Required work
(A) Answer these questions about the inverse optimal control summary:
(i) According to the findings, on positive orthants of what dimensions do the frameworks produce inverse optimal stabilizers?
(ii) According to the abstract, what pair does framework (B) employ?
(iii) Which benchmark system served as inspiration for the two frameworks?
(B) Reproduce the inverse optimal control summary from "Frameworks produce inverse" to "positive system stabilization." without changing a word.

Contractor-Expander and Universal Inverse Optimal Positive Nonlinear Control

TL;DR

This paper develops new inverse optimal control frameworks for positive nonlinear systems using strict control Lyapunov functions, with applications demonstrated on biological predator-prey models and explicit stabilization formulas.

Contribution

It introduces two novel inverse optimal control frameworks tailored for positive systems with asymmetric costs, extending beyond traditional sign-unconstrained assumptions.

Findings

Frameworks produce inverse optimal stabilizers for positive orthants of arbitrary dimensions.

Explicit Sontag-like formulas are derived for positive system stabilization.

Biological models illustrate the practical relevance of the control constructions.

Abstract

For general control-affine nonlinear systems in the positive orthant, and with positive controls, we show how strict CLFs can be utilized for inverse optimal stabilization. Conventional ``LgV'' inverse optimal feedback laws, for systems with unconstrained states and controls, assume sign-unconstrained inputs and input penalties that are class-K in the input magnitude, hence symmetric about zero. Such techniques do not extend to positive-state-and-control systems. Major customizations are needed, and introduced in this paper, for positive systems where highly asymmetric (or unconventionally symmetric) costs not only on the state but also on control are necessary. With the predator-prey positive-state positive-input benchmark system as inspiration, using a strict CLF built in our previous paper, we prototype two general inverse optimal methodological frameworks that employ particular ``contractor and expander functions.'' One framework (A) employs a triple consisting of a CLF, a stabilizing feedback, and an expander, whereas the other framework (B) employs a pair of a CLF and a contractor function. Both frameworks yield inverse optimal stabilizer constructions, on positive orthants of arbitrary dimensions. A stronger construction results from a stronger CLF condition. Biological interpretation for the predator-prey model illuminates that such inverse optimal control constructions are bio-ecologically meaningful. In addition to general frameworks, we present two fully explicit designs: two Sontag-like universal formulae for stabilization of positive-orthant systems by positive feedback, one of them with inverse optimality.

Saved entries
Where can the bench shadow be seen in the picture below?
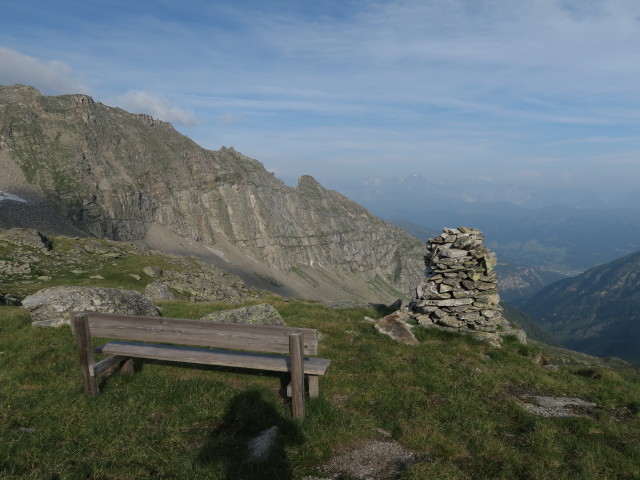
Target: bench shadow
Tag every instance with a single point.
(247, 417)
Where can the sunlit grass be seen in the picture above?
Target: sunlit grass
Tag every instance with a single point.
(453, 400)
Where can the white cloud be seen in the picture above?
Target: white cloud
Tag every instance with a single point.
(50, 77)
(141, 101)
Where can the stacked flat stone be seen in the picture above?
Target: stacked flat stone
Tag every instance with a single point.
(461, 289)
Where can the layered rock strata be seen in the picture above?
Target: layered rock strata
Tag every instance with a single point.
(461, 289)
(116, 175)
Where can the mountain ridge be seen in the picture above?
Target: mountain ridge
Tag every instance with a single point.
(113, 174)
(596, 312)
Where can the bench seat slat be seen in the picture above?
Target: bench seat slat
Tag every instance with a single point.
(312, 366)
(199, 332)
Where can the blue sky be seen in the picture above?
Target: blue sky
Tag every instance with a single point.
(525, 93)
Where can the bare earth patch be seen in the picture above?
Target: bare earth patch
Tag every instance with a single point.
(371, 460)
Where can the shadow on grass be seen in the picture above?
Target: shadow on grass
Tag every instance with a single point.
(249, 416)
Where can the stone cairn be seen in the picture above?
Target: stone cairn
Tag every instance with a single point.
(461, 289)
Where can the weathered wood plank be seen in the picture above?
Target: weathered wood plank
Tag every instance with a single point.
(199, 332)
(107, 364)
(85, 352)
(314, 386)
(206, 356)
(297, 375)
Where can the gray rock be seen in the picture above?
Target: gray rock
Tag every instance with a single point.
(51, 307)
(461, 292)
(261, 314)
(153, 272)
(395, 326)
(158, 292)
(260, 446)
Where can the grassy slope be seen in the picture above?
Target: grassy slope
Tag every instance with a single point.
(451, 399)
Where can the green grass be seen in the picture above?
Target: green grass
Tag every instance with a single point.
(453, 400)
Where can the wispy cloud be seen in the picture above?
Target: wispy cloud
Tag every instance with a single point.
(141, 101)
(50, 77)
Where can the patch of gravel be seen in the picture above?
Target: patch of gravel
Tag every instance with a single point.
(557, 407)
(371, 460)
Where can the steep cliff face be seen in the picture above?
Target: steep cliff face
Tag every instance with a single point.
(116, 175)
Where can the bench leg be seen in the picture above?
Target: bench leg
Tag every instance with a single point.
(314, 386)
(296, 349)
(127, 367)
(85, 352)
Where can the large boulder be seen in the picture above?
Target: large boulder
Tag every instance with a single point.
(262, 314)
(50, 307)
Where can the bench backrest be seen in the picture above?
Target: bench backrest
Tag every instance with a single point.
(234, 336)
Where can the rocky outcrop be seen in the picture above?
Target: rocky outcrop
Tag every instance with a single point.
(114, 174)
(461, 291)
(29, 262)
(51, 307)
(261, 314)
(396, 327)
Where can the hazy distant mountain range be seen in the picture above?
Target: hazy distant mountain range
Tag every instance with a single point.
(597, 312)
(76, 167)
(561, 239)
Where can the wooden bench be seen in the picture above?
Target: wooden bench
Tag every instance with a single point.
(281, 349)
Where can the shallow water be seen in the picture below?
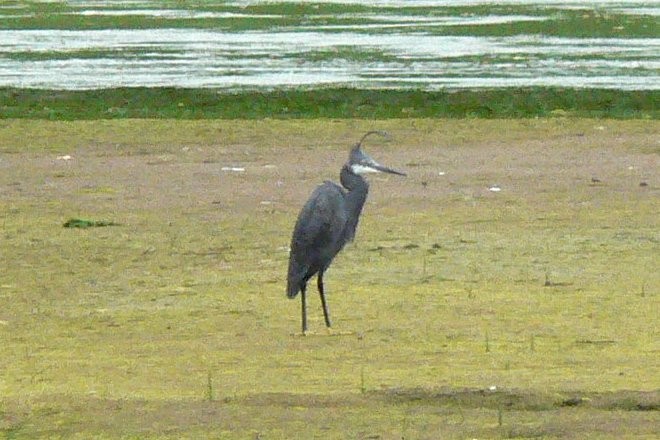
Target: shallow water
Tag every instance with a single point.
(371, 49)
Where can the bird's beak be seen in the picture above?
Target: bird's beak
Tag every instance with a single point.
(384, 169)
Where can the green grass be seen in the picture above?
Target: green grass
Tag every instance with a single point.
(175, 324)
(175, 103)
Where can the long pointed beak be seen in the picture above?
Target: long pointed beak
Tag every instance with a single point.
(385, 169)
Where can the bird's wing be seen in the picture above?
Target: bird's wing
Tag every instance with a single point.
(317, 236)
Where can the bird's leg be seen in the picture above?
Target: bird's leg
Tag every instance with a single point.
(326, 313)
(303, 287)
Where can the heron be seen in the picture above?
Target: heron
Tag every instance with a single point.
(327, 222)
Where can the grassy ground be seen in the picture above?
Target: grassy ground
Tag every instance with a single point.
(459, 312)
(177, 103)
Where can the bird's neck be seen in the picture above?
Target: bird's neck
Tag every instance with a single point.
(357, 190)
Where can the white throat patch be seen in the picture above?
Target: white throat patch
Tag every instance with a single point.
(362, 169)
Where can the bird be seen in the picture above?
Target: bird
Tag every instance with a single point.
(328, 221)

Results in order
(A)
(i) Arbitrary dimensions.
(ii) A CLF and a contractor function.
(iii) The predator-prey positive-state positive-input benchmark system.

(B)
Frameworks produce inverse optimal stabilizers for positive orthants of arbitrary dimensions.

Explicit Sontag-like formulas are derived for positive system stabilization.